Umbilicus
Artistes : Jean Claracq, Paul Mpagi Sepuya, Elle Pérez, Paul Rouphail.
Les générations qui nous ont précédées ont épuisé le réel, ses productions, ses moyens de représentations et ses outils de classification. Le réel a été disséqué, écartelé. A tel point que nous plongeons désormais à corps perdus dans la virtualité. Notre espace commun traverse une crise identitaire et redevient un territoire d’expérimentations et de questionnements. Questionner notre réel, notre commun revient inévitablement à interroger, avec pudeur ou fureur, les lieux de notre « intime » et les formes qui en découlent.
Les quatre jeunes artistes présentés au sein de cette exposition nous entrainent dans un mouvement vers l’intérieur. Paul Mpagi Sepuya, Jean Claracq, Paul Rouphail et Elle Pérez puisent dans leurs rapports au monde la subjectivité nécessaire à la production de leurs œuvres. Un monde où les identités, si elles sont multiples, sont également potentielles. Flirtant ainsi avec la liberté offerte par la propagation du virtuel dans nos environnements partagés, les travaux de ces jeunes artistes tentent de creuser un espace de réception à l’intime dans ce qu’il peut avoir de plus politique. Tous partent de ce qu’ils connaissent, Jean Claracq réalise des peintures où les périphéries de nos villes rencontrent les intérieurs de nos studios de jeunes précaires. Les points de vue de ces images peintes sont celles de nos Instagram et les activités celles de notre ennui. Le réalisme à la texture numérique des tableaux de Jean Claracq rappelle conceptuellement la recherche de réalité activée par Gustave Courbet. Un siècle et demi auparavant, il trouvait lui aussi, dans son environnement proche, les inspirations nécessaires à la réalisation de toiles dont les sujets quotidiens devenaient des peintures d’Histoire. Les tableaux de Paul Rouphail explorent aussi ce que la réalité immédiate met à sa disposition. Cigarettes, cannettes de Red Bull, papiers journaux découpés, bouts de paysages et morceaux de lunettes sont autant de gimmick visuels assemblés pour créer des sculptures picturales. L’extrême réalisme des œuvres de l’artiste en font des trompes l’œil. Si cette technique connut un âge d’or lors de la renaissance italienne et flamande du XVème et XVIème siècle, creusant le réel pour le rendre plus sublime encore, ici, le trompe l’œil n’a plus vocation qu’à accentuer une flemme mélancolique. L’agencement des objets dans la toile ainsi que la finesse d’exécution n’est pas sans rappeler les scènes d’intérieurs de René Magritte, dont le surréalisme forgeait l’imagerie d’une génération tentant de résistait aux assauts de l’Histoire. Le chemin vers l’intime suivit par ces artistes apparaît comme un moyen de résister. Ces productions nous obligent à sortir de l’illusion selon laquelle nous pouvons émettre une pensée sur toute chose afin de nous reconcentrer sur ce que nous connaissons, ce à quoi nous avons accès.

→ Enregistrements fournis:

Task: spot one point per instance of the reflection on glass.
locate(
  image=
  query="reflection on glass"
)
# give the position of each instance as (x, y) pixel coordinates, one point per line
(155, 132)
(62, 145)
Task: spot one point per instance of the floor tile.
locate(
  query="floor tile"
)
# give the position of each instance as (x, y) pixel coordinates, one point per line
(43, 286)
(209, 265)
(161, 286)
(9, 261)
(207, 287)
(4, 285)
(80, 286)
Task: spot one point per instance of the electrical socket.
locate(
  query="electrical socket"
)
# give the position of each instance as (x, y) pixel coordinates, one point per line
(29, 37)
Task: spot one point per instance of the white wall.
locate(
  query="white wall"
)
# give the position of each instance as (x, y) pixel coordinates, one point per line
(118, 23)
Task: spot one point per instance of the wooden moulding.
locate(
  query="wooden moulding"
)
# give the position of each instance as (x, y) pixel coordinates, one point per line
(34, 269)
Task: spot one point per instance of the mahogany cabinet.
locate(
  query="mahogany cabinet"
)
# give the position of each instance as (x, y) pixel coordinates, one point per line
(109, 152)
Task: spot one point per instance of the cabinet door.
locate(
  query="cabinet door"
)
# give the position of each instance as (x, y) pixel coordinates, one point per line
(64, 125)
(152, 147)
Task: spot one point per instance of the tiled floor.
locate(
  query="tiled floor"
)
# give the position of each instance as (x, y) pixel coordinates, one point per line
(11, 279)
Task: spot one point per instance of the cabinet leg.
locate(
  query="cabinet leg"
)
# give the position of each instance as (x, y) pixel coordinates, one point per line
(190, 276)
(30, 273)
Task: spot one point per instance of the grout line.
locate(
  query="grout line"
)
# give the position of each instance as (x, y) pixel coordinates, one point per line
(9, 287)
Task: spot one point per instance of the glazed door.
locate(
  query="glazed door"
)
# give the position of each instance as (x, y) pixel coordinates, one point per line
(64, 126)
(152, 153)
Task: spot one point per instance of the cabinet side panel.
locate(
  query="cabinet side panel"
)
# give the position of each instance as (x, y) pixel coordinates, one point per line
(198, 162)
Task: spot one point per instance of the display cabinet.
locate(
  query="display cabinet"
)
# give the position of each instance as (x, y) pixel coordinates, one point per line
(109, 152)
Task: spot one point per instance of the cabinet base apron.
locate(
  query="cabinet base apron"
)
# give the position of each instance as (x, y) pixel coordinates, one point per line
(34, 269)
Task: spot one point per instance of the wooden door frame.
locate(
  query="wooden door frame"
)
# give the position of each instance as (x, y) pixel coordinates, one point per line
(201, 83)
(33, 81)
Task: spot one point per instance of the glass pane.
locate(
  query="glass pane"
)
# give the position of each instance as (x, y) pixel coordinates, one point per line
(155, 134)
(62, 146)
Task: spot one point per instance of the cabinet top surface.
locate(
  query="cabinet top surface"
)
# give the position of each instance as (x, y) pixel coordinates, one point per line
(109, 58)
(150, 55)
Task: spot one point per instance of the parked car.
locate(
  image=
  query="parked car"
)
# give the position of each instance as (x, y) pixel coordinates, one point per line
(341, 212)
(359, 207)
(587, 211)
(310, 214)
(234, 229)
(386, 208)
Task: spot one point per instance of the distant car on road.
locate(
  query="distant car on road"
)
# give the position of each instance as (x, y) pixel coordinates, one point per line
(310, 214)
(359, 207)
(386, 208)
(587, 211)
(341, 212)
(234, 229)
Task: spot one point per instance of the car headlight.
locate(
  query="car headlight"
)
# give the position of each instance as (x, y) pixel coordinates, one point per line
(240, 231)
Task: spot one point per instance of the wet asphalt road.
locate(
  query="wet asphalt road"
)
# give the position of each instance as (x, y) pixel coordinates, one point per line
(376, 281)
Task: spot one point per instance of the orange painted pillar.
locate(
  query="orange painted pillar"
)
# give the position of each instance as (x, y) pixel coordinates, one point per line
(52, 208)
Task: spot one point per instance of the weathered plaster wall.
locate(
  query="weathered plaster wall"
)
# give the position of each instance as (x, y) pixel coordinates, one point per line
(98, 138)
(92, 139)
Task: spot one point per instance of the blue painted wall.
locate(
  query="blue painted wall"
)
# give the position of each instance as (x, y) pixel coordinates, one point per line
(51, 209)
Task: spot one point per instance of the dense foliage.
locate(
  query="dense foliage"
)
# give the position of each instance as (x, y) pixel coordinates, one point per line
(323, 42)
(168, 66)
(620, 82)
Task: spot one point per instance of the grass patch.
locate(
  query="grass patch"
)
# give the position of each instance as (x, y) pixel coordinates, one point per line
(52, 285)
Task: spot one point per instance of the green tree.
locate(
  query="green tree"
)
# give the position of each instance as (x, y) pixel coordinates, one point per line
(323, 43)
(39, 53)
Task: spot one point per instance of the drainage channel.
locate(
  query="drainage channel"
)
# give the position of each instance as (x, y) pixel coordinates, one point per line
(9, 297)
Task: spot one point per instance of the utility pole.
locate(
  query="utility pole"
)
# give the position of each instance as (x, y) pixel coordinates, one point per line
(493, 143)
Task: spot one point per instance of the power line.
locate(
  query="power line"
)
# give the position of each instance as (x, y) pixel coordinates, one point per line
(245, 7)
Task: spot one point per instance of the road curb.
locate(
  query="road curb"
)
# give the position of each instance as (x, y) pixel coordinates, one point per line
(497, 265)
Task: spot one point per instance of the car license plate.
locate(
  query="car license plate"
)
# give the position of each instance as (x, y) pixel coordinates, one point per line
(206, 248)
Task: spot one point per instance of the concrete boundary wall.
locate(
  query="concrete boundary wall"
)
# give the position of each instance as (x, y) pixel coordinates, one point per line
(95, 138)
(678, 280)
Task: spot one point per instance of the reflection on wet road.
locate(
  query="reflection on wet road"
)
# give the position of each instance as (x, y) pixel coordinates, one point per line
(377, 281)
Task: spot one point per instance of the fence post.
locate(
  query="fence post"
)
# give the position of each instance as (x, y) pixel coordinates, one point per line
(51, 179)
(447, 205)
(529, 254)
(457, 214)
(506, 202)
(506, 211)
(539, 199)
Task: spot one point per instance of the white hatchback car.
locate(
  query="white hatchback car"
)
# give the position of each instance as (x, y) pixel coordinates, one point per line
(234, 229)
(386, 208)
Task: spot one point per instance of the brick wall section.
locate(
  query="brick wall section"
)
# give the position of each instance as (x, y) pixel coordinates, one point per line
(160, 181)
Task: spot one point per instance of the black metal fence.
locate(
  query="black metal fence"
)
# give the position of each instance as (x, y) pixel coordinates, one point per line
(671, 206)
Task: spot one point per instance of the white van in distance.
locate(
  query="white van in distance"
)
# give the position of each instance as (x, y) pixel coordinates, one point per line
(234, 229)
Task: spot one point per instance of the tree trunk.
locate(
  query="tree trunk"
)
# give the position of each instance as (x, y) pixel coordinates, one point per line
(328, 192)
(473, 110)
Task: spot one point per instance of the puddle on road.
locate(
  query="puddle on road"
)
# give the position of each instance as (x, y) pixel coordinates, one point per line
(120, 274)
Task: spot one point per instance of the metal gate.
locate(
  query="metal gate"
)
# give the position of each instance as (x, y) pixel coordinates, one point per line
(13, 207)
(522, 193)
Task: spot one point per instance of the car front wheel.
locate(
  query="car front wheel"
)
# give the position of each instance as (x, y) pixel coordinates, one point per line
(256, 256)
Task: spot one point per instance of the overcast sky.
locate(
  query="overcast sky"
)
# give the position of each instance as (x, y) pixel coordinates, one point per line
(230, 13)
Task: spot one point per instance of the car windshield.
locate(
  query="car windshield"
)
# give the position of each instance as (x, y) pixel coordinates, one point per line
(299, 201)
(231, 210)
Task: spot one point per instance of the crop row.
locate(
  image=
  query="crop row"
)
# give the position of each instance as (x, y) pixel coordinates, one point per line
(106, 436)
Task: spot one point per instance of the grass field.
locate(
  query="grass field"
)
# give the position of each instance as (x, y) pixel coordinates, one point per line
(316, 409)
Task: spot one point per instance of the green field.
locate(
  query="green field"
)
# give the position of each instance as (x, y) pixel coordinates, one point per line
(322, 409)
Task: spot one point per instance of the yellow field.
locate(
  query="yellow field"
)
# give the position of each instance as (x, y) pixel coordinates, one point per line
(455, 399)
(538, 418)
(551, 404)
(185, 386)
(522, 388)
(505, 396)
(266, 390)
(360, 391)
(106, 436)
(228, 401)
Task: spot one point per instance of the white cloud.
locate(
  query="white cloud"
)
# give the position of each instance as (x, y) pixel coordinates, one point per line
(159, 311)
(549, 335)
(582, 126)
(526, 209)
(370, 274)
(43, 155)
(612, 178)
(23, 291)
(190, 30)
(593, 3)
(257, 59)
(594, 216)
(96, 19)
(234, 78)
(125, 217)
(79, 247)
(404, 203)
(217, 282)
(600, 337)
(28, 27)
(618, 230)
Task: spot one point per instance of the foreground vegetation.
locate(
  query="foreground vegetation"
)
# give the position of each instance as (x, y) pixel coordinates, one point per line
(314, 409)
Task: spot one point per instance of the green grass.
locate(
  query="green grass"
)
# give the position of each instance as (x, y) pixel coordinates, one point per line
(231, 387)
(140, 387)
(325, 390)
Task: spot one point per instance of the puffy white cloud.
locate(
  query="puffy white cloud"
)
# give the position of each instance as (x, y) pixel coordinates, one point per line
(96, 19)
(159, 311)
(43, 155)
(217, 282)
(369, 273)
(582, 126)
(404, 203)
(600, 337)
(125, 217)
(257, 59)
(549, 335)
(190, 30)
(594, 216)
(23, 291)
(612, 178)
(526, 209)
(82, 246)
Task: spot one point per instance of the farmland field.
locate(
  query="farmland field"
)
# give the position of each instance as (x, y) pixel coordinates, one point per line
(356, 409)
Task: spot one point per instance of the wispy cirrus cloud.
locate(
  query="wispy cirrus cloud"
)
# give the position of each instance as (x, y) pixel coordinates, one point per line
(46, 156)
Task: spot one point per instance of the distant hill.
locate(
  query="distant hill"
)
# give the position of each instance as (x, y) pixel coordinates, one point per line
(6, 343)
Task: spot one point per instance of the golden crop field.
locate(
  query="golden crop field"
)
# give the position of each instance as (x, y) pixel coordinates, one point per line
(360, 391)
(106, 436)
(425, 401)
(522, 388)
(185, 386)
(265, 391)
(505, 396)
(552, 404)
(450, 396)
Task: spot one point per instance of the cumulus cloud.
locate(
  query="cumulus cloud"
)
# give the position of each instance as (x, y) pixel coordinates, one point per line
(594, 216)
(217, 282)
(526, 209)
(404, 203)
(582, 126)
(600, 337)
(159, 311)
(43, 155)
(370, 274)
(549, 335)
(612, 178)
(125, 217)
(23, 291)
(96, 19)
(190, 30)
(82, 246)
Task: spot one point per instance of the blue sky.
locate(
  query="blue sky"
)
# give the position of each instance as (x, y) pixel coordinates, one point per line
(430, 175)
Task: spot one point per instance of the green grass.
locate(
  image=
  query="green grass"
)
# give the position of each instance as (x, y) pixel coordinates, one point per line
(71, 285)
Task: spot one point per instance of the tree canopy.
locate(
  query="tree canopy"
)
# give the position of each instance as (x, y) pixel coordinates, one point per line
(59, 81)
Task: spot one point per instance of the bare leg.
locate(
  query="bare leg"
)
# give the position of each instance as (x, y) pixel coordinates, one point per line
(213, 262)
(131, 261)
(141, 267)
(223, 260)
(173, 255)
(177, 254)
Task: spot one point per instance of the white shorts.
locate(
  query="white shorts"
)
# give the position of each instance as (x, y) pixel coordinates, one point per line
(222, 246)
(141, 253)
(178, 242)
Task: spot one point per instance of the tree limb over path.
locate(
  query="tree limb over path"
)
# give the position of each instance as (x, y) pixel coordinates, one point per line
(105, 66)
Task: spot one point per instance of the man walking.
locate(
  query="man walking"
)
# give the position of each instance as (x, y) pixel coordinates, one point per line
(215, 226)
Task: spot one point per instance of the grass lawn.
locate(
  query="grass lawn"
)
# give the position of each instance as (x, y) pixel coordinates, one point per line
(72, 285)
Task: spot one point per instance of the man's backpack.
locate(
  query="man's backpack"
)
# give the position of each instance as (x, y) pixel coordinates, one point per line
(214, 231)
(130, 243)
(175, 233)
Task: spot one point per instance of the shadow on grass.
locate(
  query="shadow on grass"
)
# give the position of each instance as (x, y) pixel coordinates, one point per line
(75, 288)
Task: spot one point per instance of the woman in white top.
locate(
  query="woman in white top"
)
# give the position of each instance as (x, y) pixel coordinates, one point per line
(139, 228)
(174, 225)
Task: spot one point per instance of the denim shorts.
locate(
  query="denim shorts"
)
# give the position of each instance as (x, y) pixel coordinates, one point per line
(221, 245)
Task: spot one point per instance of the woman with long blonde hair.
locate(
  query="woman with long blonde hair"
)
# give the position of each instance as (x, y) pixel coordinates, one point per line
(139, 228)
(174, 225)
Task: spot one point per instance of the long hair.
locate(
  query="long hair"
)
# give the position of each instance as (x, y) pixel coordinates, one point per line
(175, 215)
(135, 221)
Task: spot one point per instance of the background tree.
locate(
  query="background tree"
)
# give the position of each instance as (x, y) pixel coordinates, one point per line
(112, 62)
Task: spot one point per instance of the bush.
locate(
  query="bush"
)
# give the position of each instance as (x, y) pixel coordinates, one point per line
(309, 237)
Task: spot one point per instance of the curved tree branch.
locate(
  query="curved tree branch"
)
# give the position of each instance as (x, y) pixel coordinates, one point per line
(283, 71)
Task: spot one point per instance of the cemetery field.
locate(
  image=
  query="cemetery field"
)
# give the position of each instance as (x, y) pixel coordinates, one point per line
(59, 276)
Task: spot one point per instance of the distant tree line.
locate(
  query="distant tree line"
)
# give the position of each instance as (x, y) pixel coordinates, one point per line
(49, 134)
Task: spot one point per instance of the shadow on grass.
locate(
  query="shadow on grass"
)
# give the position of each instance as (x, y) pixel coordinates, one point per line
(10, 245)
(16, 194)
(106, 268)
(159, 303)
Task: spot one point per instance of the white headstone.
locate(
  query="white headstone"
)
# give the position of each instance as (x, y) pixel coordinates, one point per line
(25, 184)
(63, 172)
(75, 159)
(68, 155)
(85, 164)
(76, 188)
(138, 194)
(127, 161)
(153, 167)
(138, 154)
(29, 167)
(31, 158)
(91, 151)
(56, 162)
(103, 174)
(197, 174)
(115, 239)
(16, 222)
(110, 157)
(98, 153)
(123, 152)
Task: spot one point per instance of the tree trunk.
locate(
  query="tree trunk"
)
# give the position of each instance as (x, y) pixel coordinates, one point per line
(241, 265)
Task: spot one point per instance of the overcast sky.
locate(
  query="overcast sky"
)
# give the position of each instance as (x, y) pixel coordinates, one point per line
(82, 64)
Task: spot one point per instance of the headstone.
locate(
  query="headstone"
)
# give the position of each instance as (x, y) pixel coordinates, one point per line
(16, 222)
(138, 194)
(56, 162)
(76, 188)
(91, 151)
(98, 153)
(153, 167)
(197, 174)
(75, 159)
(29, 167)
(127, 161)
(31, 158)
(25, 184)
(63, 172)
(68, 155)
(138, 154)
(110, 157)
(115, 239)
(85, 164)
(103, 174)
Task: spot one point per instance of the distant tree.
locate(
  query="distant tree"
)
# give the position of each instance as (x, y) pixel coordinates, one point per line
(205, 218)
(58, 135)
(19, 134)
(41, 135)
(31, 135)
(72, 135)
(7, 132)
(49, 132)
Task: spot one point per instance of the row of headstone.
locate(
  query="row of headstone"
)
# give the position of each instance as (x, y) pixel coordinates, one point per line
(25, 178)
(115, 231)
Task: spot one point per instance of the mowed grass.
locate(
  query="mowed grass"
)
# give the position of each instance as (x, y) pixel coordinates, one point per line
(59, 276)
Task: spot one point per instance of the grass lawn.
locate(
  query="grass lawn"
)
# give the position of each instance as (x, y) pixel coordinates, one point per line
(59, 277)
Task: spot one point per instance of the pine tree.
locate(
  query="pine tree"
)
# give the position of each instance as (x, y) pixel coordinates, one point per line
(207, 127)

→ Tâches à réaliser:
• a. Reproduisez le passage du texte sur l'exposition Umbilicus qui commence par « Les générations qui » et se termine par « qui en découlent. ».
• b. Résumez en deux phrases le texte sur l'exposition Umbilicus.
Les enregistrements forment un matériau distinct du texte.

→ Résultats finaux:
• a.
Les générations qui nous ont précédées ont épuisé le réel, ses productions, ses moyens de représentations et ses outils de classification. Le réel a été disséqué, écartelé. A tel point que nous plongeons désormais à corps perdus dans la virtualité. Notre espace commun traverse une crise identitaire et redevient un territoire d’expérimentations et de questionnements. Questionner notre réel, notre commun revient inévitablement à interroger, avec pudeur ou fureur, les lieux de notre « intime » et les formes qui en découlent.

• b. L'exposition Umbilicus réunit quatre jeunes artistes, Jean Claracq, Paul Mpagi Sepuya, Elle Pérez et Paul Rouphail, qui puisent dans leurs rapports au monde pour creuser un espace de réception à l'intime. Les peintures de Jean Claracq et les tableaux en trompe-l'œil de Paul Rouphail partent de la réalité immédiate, et ce chemin vers l'intime apparaît comme un moyen de résister.